- **Extract to read**:
○ ○ ○ ○ ○ ○ ○

# Stacy Lewis Wins Player of the Year !!!!



## tonyj5 (Nov 23, 2011)

*Stacy Lewis Wins Player of the Year *

Congratulations goes out to Stacy Lewis for winning the 2012 Rolex Player of the Year Award. Stacy is the first American player to win this award since Beth Daniel in 2004. After winning the Mizuno Classic last week, Stacy followed that up with a fourth place finish this week to clinch the title. She will go into next week's final event with a 53 point lead over Inbee Park. A first place finish is worth 30 points. Stacy finished 4 strokes behind Cristie Kerr.

○ ○ ○ ○ ○ ○ ○

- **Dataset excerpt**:
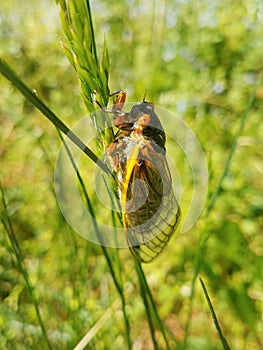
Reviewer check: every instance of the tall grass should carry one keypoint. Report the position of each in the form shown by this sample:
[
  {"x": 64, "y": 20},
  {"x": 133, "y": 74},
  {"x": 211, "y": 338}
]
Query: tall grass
[{"x": 93, "y": 72}]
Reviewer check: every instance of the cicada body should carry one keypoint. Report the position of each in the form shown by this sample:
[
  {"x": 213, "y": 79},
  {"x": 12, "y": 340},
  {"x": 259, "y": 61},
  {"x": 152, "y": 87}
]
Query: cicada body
[{"x": 150, "y": 212}]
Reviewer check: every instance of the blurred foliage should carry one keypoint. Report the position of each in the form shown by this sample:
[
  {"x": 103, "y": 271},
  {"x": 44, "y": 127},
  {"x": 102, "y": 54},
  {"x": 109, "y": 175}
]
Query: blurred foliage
[{"x": 200, "y": 60}]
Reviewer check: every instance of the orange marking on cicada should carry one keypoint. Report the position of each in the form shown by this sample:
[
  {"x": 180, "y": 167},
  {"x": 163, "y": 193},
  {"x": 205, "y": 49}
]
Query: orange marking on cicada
[
  {"x": 150, "y": 212},
  {"x": 119, "y": 100}
]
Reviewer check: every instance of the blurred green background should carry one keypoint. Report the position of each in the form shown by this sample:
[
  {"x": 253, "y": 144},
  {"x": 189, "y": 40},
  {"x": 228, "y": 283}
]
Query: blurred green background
[{"x": 200, "y": 60}]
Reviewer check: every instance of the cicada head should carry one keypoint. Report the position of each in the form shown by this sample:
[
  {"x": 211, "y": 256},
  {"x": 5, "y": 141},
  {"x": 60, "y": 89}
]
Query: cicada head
[{"x": 144, "y": 115}]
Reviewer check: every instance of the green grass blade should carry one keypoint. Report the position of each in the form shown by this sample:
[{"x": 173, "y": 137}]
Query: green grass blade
[
  {"x": 7, "y": 223},
  {"x": 10, "y": 75},
  {"x": 117, "y": 281},
  {"x": 204, "y": 236},
  {"x": 215, "y": 320}
]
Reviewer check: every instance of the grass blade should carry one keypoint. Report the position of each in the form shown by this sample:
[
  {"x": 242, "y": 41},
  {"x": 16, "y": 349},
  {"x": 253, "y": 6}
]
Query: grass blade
[
  {"x": 215, "y": 320},
  {"x": 6, "y": 221},
  {"x": 204, "y": 236},
  {"x": 10, "y": 75}
]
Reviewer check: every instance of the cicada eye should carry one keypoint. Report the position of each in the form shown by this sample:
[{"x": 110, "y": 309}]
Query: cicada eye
[{"x": 144, "y": 120}]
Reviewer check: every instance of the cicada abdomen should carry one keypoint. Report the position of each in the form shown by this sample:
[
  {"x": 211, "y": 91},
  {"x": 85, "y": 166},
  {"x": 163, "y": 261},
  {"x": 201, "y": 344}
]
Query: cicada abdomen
[{"x": 150, "y": 211}]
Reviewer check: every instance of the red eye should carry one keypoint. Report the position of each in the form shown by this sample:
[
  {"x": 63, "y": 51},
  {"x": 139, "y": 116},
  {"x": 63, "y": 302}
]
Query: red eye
[{"x": 144, "y": 120}]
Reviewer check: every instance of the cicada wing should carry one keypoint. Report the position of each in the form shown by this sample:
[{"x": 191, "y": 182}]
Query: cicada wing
[{"x": 151, "y": 212}]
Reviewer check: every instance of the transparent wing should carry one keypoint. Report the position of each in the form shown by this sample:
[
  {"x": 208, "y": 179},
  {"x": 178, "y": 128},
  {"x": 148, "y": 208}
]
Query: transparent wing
[{"x": 150, "y": 210}]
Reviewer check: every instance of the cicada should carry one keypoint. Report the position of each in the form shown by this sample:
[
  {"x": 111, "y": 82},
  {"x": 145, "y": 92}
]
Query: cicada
[{"x": 150, "y": 211}]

○ ○ ○ ○ ○ ○ ○

- **The tasks**:
1 - Do the following statements agree with the post about Stacy Lewis? Answer yes or no for each, quoting the words of the post that decide it. (a) Stacy won the Mizuno Classic the week before. (b) Stacy won the event this week. (c) Stacy finished ahead of Cristie Kerr.
2 - Can you carry the post about Stacy Lewis forward by a few sentences, starting right after its last sentence?
The material was gathered separately and has no connection to the post about Stacy Lewis.

- **Outputs by task**:
1 -
(a) Yes: "After winning the Mizuno Classic last week"
(b) No: "Stacy followed that up with a fourth place finish this week"
(c) No: "Stacy finished 4 strokes behind Cristie Kerr."

2 -
The win for Cristie Kerr was her first in almost 2 1/2 years. It was the second consecutive win for an American player. It was also the 8th win by an American player, assuring them of at least a tie for most wins this year. Although shut out the last four weeks, South Korea has also had a fine season with seven wins.

For more on this tournament and other LPGA news:
Mostly Harmless: Stacy Lewis Wins Player of the Year


----------



## tonyj5 (Nov 23, 2011)

kathybhylton said:


> Oh well Stacy deserves it!


Yes she does. She not only won four times, but had 12 top 5 finishes, and 16 top tens.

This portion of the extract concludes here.